[WRITTEN EXERCISE A] In the post below on speeding up a pseudo-spectral solver, which names are imported from numba? List all of them.

[DOCUMENT TEXT]

<<<<

I detailed how to write a basic pseudo-spectral solver in 2D in python in my previous post. In this one, I will talk about how to make it faster using [Numba] and [pyfftw].
As can be seen in my speed benchmark for matrix multiplication, numba is indeed very fast.
Using numba an pyfftw
Using numba and pyfftw allows us to
- Combine the ffts into what fftw calls many dft’s using its advanced interface.
- Use multithreading both for fft’s and for vector matrix multiplication/addition operations.
I will discuss only the major differences to the previous formulation instead of going over everything again. You can check the full source code if you want to see how it all fits together.
In order to use numba and pyfftw we add the following lines to the imports
from numba import njit,prange,set_num_threads
import pyfftw as pyfw
nthreads=16
set_num_threads(nthreads)
zeros=pyfw.empty_aligned
Note that we use pyfw.empty_aligned instead of np.zeros as the initialization routine for all the arrays. This makes the arrays properly aligned for fast fourier transforms.
When initializing the vectors and matrices, we can add the following lines
datk=zeros((4,Npx,int(Npy/2+1)),dtype=complex)
dat=datk.view(dtype=float)[:,:,:-2]
rdatk=datk[0,:,:]
rdat=rdatk.view(dtype=float)[:,:-2]
#Initializing pyfftw plans
fftw_dat4b = pyfw.FFTW(datk, dat, axes=(-2, -1),direction='FFTW_BACKWARD',normalise_idft=True,threads=nthreads)
fftw_dat1f = pyfw.FFTW(rdat,rdatk,axes=(-2, -1),direction='FFTW_FORWARD',normalise_idft=True,threads=nthreads)
Using views of the same array as above, allows us to perform in-place many c2r (complex to real) or r2c tranforms at once. Obviously, the in-place transform will overwrite the input array.
We also need three separate functions that we will write in numba in order to accelerate the RHS function.
As discussed earlier the workflow of the RHS function consists of:
- Initialize the 4 components of the datk array as \(\big[i k_x \Phi _k, i k_y \Phi _k, -i k_x k^2\Phi _k, -i k_y k^2 \Phi _k\big]\) with padding.
- Compute inverse Fourier transforms to obtain the dat array, as \(\big[\partial_x \Phi, \partial_y \Phi, \partial_x \nabla^2 \Phi, \partial_y \nabla^2\Phi\big]\).
- Multiply the components of the dat matrix in order to form the convolution as the rdat matrix \(\partial_x\Phi\partial_y\nabla^2\Phi-\partial_y\Phi\partial_x\nabla^2\Phi\)
- Compute the forward Fourier transform of the rdat to get rdatk, which is the nonlinear term without the additional 1/ksqr.

>>>>

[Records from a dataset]
<<<<

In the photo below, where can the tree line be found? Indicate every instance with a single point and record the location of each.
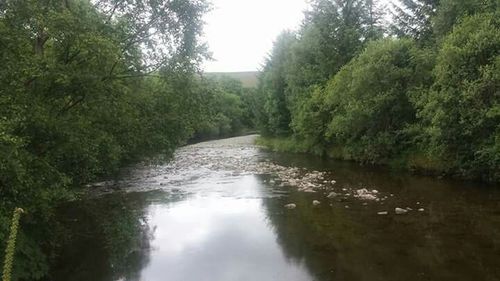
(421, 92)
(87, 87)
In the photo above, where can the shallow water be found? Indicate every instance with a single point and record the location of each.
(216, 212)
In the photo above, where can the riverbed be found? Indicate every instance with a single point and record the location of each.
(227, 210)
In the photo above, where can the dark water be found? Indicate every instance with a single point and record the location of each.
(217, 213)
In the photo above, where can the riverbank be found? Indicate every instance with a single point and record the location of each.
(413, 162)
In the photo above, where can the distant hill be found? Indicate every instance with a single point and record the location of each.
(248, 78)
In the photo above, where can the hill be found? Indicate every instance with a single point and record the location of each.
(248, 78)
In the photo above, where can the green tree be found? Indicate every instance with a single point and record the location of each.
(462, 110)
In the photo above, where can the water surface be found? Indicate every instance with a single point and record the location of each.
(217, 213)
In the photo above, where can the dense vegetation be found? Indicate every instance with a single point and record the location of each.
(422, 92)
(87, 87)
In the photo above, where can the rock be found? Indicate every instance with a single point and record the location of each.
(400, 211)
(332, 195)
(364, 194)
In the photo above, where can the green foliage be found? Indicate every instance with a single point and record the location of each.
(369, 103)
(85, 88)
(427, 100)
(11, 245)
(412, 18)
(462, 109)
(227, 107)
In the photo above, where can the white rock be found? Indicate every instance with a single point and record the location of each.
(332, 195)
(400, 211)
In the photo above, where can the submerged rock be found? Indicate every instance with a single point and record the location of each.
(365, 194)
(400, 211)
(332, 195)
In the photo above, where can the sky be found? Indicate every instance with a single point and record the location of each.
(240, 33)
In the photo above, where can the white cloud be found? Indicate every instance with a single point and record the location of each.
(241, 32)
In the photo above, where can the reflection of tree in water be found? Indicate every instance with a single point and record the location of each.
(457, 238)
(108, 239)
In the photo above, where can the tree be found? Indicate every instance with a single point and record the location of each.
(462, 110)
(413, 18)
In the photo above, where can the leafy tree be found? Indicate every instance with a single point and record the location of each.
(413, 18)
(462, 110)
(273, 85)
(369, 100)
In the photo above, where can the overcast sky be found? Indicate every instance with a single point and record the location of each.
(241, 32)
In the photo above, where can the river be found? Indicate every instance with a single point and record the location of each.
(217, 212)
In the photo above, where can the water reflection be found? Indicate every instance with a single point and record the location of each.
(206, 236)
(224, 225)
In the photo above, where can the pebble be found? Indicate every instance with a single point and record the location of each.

>>>>

[WRITTEN EXERCISE B] Return every line of the records above that contains the word "reflection".

[TASK OUTPUT A] njit, prange, set_num_threads

[TASK OUTPUT B]
In the photo above, where can the reflection of tree in water be found? Indicate every instance with a single point and record the location of each.
In the photo above, where can the water reflection be found? Indicate every instance with a single point and record the location of each.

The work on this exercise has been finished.